Tarea asignada: Devuelva sin ninguna alteración el pasaje del fragmento de texto que figura más abajo, desde "una monta  a" hasta "amigos y vecinos.", ambos incluidos.

Fragmento de texto:
───
Relatos maravillosos
Esas viejas casonas de derruido encanto
Susana Dillon

"Potosí, como la primera ciudad del capitalismo,

acunó el dinero que irrevocablemente

cambio la fisonomía económica del mundo"

"en este suelo andino

donde el viento acaricia

el rostro con rigor,

nació una villa urbana

que solo aspiraba a concentrar

los elementos técnicos y

la población necesaria

para el aprovechamiento

de un mineral argentífero

que guardaba a raudales

una monta  a prodigiosa"

 

Wilson Mendieta Pacheco (El descubrimiento de América y Potosí)

 

A veces. sin querer, una se pone a "hacerles el caldo gordo” a las empresas de turismo narrando lo visto por el mundo, como si tal cosa nos reportara algún beneficio monetario, amén de ese otro regocijo del espíritu que presupone el ir rodando caminos para avizorar por ahí que salte alguna historia apasionante y como si fuera una martineta copetona, gorda como bataraza, darle caza, para llevar a nuestra cocina el trofeo, previa fanfarronada con amigos y vecinos.

Desde hacía veinte años había quedado en volver al Altiplano para meterme en las minas de Potosí, en el mercado de la brujería en La Paz y en buscar, en Sucre, la Universidad de Chuquisaca y el banco que ocupó Mariano Moreno, nuestro más fogoso revolucionario. Pero, por sobre todo, transitar las empinadas callejas coloniales, tan al estilo español, con sus casonas de tres patios y arquerías donde al centro murmura una fuente que sacia la sed de los malvones, con sus balcones tallados al bolillo y aquellas puertas fortaleza, tachonadas de rotundos remaches que al abrirse pareciera que un cuervo-gigantesco batiera sus alas tenebrosas dejando pasar algún señor poderoso seguido de su esclavos. ¡Ah! Esas viejas casonas con su austeridad de claustro, con su aroma que bruta de los arcones con espliego, la capilla de las beatas familiares adormecidas con sahumerios y letanías, conservando la fe a fuerza de terrores del demonio y varios infiernos, de dolorosas y castigadas, más para el gusto de mentes inquisitoriales que para el pleno goce de la gracia.
───
Datos proporcionados:
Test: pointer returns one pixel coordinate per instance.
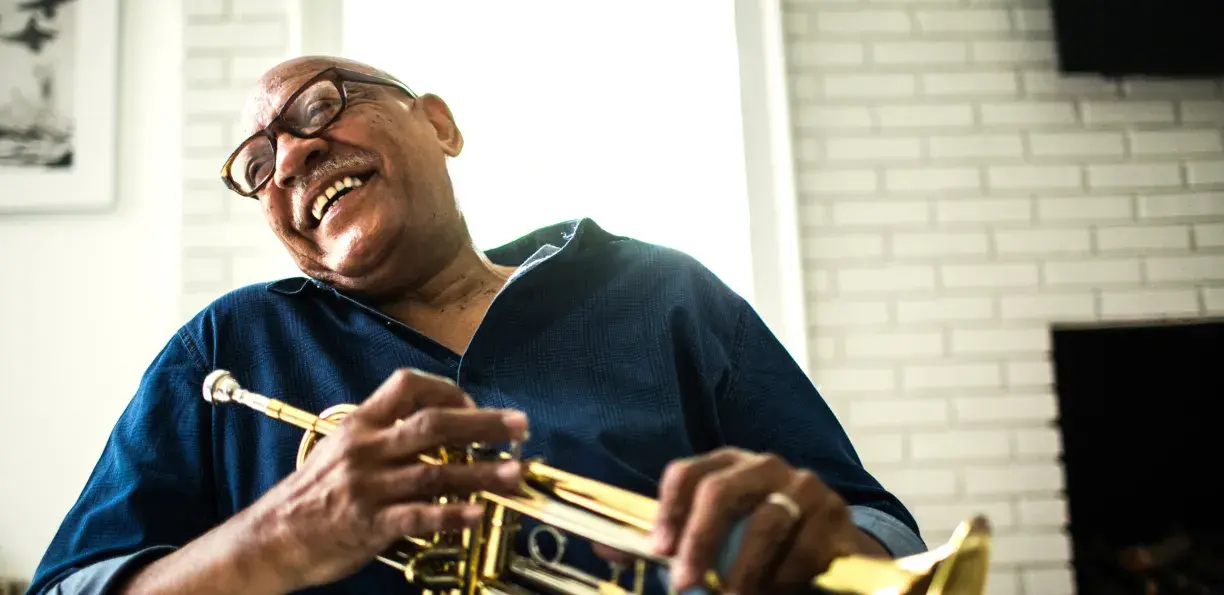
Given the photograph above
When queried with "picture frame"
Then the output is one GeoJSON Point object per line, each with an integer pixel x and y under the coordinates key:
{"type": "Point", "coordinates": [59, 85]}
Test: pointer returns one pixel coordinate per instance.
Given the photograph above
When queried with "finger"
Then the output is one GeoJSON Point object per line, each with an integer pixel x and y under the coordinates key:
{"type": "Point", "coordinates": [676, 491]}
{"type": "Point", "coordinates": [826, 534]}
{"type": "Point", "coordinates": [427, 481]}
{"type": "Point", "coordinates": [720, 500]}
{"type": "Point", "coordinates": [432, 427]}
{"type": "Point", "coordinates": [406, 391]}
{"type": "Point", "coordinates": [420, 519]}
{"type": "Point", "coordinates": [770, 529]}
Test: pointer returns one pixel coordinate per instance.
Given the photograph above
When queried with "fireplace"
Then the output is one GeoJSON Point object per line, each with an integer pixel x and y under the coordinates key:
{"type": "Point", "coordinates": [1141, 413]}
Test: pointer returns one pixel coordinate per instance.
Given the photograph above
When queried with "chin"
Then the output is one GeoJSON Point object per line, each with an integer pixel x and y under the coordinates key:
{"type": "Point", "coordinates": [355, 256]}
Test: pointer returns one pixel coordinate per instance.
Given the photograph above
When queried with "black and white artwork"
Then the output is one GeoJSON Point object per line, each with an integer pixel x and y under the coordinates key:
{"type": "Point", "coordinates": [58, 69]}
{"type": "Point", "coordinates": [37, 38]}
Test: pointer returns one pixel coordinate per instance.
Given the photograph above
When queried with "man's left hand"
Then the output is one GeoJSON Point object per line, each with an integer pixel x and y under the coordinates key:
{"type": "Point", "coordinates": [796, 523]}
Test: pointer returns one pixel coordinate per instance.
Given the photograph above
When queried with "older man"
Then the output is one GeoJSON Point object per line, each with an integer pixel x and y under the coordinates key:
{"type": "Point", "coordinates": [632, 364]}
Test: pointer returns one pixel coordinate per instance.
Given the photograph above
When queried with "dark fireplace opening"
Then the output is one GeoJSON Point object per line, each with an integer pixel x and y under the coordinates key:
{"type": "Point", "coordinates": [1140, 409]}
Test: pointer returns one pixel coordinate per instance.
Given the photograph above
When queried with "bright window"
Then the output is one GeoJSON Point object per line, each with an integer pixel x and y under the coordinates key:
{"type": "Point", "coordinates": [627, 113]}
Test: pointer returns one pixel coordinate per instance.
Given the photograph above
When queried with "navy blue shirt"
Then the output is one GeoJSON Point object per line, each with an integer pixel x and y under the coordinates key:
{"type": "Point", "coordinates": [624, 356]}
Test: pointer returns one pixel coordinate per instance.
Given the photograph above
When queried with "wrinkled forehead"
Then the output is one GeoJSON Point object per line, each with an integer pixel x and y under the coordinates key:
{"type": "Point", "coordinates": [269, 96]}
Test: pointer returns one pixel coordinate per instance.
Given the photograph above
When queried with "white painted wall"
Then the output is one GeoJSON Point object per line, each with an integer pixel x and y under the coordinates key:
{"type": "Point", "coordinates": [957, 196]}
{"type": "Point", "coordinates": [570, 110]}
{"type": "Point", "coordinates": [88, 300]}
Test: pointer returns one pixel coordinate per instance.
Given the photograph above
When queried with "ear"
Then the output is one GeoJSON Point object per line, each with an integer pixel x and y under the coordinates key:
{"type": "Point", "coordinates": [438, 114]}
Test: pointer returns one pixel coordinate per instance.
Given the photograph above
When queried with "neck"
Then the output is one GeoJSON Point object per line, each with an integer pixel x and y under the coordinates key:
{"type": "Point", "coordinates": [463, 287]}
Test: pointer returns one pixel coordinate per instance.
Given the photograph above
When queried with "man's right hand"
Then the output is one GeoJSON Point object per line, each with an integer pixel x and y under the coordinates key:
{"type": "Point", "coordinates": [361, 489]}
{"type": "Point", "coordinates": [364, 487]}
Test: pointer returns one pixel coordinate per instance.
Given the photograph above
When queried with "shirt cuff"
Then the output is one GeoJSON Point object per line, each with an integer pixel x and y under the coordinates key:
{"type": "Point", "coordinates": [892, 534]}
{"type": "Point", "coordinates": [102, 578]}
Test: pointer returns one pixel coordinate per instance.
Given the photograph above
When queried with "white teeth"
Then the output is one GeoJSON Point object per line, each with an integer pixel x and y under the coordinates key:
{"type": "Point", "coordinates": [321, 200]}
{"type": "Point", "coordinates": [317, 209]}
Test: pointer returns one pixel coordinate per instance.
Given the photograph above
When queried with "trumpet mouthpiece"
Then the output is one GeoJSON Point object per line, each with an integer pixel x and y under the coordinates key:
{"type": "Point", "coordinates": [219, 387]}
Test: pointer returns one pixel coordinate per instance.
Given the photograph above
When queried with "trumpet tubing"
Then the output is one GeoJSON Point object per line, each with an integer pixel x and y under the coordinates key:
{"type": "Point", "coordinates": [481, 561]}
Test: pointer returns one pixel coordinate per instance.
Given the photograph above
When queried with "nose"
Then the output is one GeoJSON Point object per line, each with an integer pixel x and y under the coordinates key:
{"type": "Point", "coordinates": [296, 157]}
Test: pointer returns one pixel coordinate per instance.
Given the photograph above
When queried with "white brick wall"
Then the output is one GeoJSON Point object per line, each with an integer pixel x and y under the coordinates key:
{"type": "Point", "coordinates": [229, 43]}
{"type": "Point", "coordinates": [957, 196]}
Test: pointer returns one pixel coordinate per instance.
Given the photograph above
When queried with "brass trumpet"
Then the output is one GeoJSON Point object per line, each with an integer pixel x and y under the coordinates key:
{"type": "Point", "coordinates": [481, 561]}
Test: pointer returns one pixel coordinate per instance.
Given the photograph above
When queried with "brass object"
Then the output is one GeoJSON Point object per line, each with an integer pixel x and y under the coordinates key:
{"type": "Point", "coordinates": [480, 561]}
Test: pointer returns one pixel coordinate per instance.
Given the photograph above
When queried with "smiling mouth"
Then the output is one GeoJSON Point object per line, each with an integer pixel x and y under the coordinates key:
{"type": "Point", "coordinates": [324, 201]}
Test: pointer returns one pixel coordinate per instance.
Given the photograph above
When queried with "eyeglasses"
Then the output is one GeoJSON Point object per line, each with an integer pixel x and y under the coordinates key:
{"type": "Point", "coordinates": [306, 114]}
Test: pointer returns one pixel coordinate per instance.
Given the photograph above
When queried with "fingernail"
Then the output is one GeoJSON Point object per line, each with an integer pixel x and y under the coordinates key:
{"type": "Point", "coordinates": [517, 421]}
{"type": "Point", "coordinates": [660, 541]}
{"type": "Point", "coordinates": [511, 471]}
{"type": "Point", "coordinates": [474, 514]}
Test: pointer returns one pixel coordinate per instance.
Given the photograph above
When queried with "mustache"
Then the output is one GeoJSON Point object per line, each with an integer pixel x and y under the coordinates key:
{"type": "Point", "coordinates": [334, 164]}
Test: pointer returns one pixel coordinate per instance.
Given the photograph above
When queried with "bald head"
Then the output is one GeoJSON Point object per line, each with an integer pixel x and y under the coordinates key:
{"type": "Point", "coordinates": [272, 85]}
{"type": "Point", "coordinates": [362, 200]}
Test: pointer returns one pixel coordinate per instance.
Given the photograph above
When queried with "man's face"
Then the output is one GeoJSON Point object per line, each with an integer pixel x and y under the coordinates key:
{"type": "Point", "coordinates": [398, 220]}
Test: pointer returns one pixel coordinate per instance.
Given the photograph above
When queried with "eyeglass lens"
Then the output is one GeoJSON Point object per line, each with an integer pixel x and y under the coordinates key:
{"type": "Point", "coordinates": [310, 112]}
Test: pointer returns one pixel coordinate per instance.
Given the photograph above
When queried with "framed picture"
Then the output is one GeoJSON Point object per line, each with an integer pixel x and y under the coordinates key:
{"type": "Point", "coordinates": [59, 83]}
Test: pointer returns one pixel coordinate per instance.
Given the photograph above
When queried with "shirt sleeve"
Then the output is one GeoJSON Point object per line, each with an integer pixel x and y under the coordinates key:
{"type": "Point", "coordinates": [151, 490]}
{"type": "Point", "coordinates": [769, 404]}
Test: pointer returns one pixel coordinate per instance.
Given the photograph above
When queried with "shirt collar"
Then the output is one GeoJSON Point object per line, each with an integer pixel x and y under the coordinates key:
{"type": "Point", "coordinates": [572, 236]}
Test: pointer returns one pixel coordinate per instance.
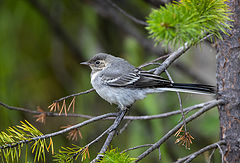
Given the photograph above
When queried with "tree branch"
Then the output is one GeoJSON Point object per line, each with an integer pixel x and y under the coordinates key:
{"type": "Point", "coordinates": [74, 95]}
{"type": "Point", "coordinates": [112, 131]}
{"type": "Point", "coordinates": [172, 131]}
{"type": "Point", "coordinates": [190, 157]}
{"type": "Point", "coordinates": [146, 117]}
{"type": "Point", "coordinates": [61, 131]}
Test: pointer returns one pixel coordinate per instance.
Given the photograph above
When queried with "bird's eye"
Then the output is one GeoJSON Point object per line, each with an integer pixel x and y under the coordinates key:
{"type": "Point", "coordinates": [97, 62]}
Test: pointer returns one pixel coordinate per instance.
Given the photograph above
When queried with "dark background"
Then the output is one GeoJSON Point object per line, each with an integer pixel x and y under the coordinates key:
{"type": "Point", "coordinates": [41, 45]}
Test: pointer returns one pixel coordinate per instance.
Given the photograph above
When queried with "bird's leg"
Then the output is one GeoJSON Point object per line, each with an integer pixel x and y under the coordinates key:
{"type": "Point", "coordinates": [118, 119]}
───
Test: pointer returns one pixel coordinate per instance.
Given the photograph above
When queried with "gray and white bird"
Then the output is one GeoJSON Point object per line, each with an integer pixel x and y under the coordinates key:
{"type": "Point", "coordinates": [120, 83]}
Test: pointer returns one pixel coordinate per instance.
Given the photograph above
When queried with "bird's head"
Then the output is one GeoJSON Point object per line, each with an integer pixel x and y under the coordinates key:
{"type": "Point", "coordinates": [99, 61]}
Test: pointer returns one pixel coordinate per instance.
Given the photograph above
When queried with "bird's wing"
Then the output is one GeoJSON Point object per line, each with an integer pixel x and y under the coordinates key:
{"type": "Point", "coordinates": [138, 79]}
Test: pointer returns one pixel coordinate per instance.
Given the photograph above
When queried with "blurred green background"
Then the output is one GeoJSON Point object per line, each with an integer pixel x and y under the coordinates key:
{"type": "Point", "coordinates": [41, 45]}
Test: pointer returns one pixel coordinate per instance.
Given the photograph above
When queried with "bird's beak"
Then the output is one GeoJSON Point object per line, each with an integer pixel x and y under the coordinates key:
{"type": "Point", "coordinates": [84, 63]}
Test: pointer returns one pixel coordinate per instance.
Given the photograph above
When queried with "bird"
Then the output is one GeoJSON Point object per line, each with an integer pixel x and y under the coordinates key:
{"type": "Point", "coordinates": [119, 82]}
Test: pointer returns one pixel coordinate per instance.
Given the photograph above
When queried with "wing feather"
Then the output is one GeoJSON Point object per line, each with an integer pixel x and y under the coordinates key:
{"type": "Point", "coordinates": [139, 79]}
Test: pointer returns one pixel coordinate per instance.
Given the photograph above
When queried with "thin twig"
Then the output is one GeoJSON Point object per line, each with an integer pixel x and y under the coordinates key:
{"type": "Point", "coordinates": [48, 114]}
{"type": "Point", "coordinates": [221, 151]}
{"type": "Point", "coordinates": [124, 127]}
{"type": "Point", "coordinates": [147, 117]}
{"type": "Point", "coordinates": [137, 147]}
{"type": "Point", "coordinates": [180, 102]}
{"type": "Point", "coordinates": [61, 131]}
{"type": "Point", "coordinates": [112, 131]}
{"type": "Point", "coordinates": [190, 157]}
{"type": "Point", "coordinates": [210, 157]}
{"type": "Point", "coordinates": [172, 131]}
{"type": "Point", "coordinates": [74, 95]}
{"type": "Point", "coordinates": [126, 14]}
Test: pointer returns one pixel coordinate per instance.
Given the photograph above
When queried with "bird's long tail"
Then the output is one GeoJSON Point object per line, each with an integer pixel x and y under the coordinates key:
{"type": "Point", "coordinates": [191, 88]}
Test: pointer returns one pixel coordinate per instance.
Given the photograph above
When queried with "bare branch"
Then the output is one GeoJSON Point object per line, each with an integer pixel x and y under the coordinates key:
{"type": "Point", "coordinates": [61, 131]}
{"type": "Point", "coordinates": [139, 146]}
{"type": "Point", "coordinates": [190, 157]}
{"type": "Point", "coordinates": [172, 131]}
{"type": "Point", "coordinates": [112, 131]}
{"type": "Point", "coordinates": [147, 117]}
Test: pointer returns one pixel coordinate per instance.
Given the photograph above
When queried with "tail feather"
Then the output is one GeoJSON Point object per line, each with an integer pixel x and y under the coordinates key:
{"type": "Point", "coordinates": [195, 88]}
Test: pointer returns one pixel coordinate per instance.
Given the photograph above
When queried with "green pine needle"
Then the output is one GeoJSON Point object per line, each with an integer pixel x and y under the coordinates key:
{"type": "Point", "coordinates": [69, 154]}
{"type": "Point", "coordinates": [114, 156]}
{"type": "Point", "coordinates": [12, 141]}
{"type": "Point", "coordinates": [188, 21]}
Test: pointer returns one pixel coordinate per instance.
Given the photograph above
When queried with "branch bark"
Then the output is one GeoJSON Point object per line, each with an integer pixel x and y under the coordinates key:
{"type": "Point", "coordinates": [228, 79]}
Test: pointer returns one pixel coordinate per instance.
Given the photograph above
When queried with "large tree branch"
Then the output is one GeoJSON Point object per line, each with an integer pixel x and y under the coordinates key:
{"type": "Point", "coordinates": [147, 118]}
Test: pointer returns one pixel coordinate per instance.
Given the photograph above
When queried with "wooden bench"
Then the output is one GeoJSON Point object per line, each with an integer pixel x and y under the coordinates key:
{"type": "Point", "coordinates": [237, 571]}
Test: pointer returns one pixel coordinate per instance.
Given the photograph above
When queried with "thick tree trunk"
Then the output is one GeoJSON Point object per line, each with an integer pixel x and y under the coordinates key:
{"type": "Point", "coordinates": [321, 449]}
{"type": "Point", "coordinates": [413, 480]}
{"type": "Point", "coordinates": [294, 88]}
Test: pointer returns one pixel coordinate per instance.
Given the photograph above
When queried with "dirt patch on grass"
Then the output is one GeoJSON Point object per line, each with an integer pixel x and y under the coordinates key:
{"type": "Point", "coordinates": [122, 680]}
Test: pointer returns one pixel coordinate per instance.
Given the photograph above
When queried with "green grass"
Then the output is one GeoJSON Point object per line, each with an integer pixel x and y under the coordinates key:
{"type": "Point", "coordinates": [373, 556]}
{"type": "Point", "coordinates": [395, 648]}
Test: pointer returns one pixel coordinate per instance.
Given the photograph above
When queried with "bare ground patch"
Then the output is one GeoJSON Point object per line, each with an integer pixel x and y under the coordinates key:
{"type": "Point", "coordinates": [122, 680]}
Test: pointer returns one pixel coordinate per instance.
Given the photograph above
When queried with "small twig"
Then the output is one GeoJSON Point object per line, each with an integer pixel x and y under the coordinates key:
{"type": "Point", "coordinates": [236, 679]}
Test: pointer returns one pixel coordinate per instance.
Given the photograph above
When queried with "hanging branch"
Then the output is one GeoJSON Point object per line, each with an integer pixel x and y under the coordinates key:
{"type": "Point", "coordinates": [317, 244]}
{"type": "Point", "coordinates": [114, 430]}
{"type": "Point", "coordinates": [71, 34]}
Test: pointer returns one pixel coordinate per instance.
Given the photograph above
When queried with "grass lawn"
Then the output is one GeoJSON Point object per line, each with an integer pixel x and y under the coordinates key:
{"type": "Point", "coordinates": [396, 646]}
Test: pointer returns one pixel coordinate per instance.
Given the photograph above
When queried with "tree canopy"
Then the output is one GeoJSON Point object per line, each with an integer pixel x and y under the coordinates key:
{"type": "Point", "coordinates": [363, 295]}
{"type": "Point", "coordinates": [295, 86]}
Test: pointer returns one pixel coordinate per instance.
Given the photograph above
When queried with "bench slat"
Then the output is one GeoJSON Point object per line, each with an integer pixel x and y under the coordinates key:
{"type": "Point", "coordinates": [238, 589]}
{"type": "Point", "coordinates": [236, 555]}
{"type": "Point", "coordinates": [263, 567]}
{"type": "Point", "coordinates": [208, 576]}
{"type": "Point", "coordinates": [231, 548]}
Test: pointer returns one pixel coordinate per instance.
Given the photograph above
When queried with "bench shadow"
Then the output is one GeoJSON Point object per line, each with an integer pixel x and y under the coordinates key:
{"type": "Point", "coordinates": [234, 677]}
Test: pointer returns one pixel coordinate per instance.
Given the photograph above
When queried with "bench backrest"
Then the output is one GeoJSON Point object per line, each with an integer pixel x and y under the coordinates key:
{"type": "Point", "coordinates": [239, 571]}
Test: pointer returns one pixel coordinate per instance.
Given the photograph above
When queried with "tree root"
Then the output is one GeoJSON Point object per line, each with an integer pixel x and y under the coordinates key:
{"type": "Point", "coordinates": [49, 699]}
───
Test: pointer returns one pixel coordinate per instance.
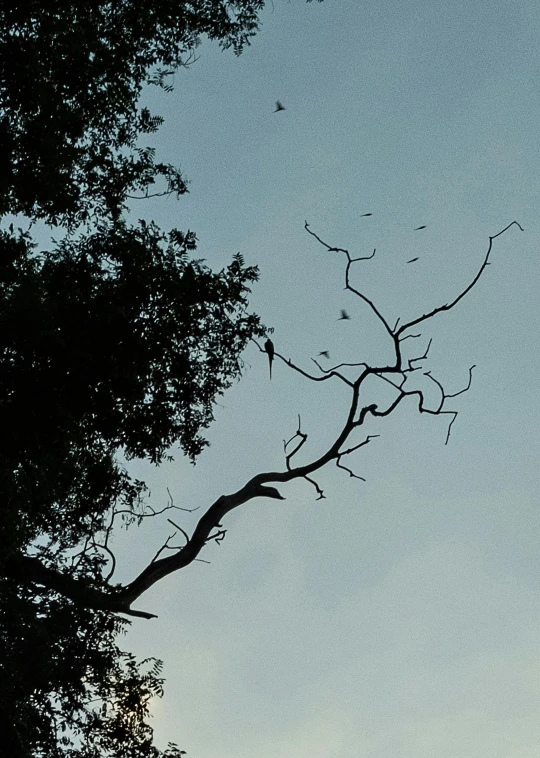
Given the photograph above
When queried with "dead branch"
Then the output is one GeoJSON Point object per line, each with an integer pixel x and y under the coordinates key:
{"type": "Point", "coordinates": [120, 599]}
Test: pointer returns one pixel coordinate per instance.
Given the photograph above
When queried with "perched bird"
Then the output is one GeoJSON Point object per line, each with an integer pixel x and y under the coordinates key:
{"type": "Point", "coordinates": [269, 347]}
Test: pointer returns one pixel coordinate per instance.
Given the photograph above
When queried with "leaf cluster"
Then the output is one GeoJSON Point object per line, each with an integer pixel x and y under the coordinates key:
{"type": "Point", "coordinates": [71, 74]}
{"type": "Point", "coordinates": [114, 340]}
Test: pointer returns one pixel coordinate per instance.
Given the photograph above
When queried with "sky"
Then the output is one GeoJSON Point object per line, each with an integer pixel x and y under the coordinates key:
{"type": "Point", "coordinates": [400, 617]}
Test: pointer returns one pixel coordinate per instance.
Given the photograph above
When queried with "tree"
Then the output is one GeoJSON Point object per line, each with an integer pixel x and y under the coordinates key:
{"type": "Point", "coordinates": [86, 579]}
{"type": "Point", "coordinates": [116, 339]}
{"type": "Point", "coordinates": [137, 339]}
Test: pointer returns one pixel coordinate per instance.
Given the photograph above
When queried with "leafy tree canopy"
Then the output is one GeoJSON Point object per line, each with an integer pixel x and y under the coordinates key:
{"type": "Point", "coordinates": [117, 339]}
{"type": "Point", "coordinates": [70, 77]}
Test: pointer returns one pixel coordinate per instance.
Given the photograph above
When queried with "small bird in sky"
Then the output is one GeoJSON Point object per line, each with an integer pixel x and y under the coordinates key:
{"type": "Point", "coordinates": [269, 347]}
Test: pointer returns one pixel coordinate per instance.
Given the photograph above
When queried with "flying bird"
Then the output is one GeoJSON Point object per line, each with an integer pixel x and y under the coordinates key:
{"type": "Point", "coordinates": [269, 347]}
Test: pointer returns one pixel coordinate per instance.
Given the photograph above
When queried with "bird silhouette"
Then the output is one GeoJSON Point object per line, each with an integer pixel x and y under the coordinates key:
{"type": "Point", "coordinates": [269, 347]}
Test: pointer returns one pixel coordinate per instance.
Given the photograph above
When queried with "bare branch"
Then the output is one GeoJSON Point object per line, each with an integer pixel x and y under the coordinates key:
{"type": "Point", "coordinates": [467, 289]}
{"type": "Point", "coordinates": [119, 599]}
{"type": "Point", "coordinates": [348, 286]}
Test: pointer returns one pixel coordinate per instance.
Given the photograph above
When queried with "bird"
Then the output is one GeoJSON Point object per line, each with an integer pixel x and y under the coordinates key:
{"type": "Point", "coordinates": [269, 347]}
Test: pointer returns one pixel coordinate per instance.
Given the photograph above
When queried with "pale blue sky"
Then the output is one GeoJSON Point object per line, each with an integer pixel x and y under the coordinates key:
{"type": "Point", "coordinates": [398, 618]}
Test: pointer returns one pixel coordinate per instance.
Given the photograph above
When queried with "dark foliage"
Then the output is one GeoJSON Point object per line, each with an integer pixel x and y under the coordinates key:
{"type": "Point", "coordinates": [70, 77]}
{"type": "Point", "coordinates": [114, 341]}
───
Solución propuesta:
una monta  a prodigiosa"

 

Wilson Mendieta Pacheco (El descubrimiento de América y Potosí)

 

A veces. sin querer, una se pone a "hacerles el caldo gordo” a las empresas de turismo narrando lo visto por el mundo, como si tal cosa nos reportara algún beneficio monetario, amén de ese otro regocijo del espíritu que presupone el ir rodando caminos para avizorar por ahí que salte alguna historia apasionante y como si fuera una martineta copetona, gorda como bataraza, darle caza, para llevar a nuestra cocina el trofeo, previa fanfarronada con amigos y vecinos.